**What the exercise asks**
The answer must be an exact copy of the records below, with every picture left out.

*** Data provided Section Begins ***

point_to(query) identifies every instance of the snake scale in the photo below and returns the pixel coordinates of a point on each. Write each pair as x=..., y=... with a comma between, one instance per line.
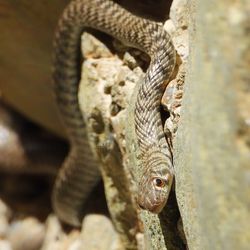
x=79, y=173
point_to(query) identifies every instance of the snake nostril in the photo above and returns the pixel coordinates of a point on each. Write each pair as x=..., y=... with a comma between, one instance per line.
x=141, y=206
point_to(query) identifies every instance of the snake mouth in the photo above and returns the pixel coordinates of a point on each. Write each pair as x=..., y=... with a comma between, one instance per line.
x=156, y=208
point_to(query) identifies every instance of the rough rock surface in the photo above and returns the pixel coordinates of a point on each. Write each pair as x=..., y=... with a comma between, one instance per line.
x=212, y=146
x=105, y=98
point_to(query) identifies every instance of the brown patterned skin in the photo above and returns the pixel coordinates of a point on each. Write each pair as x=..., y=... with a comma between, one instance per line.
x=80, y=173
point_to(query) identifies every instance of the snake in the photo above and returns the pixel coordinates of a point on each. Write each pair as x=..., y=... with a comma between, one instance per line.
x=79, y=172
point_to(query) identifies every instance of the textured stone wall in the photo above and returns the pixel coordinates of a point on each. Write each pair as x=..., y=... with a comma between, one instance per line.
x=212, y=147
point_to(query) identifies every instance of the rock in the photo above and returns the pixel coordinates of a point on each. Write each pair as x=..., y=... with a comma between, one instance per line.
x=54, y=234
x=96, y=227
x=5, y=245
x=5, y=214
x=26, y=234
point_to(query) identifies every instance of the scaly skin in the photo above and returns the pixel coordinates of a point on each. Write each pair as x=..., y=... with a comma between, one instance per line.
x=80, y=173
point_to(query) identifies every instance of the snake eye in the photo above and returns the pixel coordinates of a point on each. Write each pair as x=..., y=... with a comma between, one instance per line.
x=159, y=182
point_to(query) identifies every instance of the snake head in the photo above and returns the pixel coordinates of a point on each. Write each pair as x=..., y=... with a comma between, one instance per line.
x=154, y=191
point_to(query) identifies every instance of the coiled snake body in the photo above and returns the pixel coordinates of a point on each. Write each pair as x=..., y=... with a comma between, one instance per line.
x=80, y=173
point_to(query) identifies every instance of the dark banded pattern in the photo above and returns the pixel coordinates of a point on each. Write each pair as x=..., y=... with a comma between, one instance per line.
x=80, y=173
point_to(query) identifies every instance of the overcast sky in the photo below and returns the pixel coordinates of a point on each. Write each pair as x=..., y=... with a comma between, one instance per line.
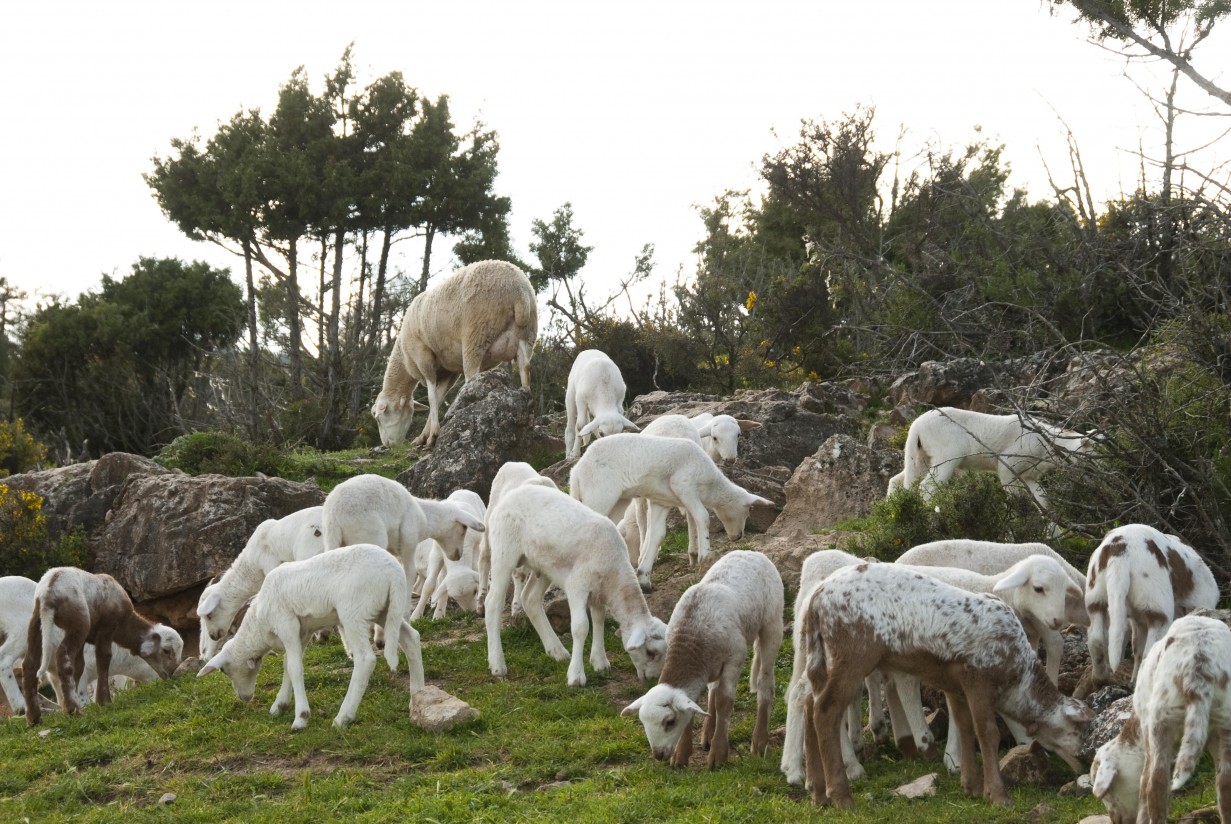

*** Data provided Section Ends ***

**Solved problem**
point_to(query) identifies every instance of the snake scale in the photo below and returns the pixel coordinates of a point on each. Write each pair as x=..., y=... with a comma between, one instance per line.
x=79, y=173
point_to(query) identifies every instance of the snake nostril in the photo above and returns the pixel coordinates of a point on each. Write each pair as x=..., y=... with a comma between, one instance per line.
x=141, y=206
point_to(query) identifies every instance of the snake mouth in the photo above and returns the pixel coordinates of a point on each. Write each pair as x=..., y=... with a comma between, one instance per line.
x=156, y=208
point_to(query) identifies every instance of the rough rock surface in the photo above and returns the pixel coordinates of a point on each. Write each pair as x=..., y=... with a comma between, one instance per line.
x=212, y=146
x=105, y=98
point_to(query) identifies every instance of the brown patterned skin in the photo above and returns the pixel coordinates of a point on each. Write each pair as x=..., y=... with a comma between, one instance per line.
x=80, y=173
point_to(query) identifies every instance of the snake in the photo above and returns the pixel coordinates of a point on each. Write each pair as x=..., y=... with a comma between, one instance per line.
x=79, y=172
point_to(query) identifies every instance of the textured stone wall in the photo above and returns the pixel coordinates of a point on each. Write each pair as x=..., y=... with a comma between, one instance per line.
x=212, y=147
point_to(query) identifies every instance of the rock in the photo above and returns the pixel coordinates of a point on each. Write each pair as x=..., y=... with a comma between, one instance per line.
x=54, y=234
x=96, y=227
x=5, y=245
x=5, y=214
x=26, y=234
point_to(query) identifies every instance of the scaly skin in the photo above and returns the pixel coordinates of a point on each. Write each pair as x=..., y=... with a comma between, one instance per line.
x=80, y=173
point_to(query) identifies every instance of the snake eye in the photo above and returns the pixel coordinates of a point on each. Write each pair as x=..., y=... with a comma between, one instance per line.
x=159, y=182
point_to(query) identifies every instance of the snake head in the photo above and returns the pixel coordinates of a point on each. Write each pair as x=..., y=... with a comma between, one instance per line.
x=154, y=191
point_to(query) identifies every instance of the coiled snake body in the photo above and returns the pixel coordinates of a point on each. Write each pair as x=..., y=... with a comma between, one instance per line.
x=80, y=173
point_to(query) identifies every instance of the dark banded pattern in the photo above and returns the pixel coordinates of a point on each. Write each pair as x=..., y=... with a comma between, one instance per line.
x=80, y=173
point_to(query) identifies every instance of the overcast sky in the photo below and returns the pixel coordinates of a point on each. Write each pair as x=..., y=... with a comma between, one instance per line.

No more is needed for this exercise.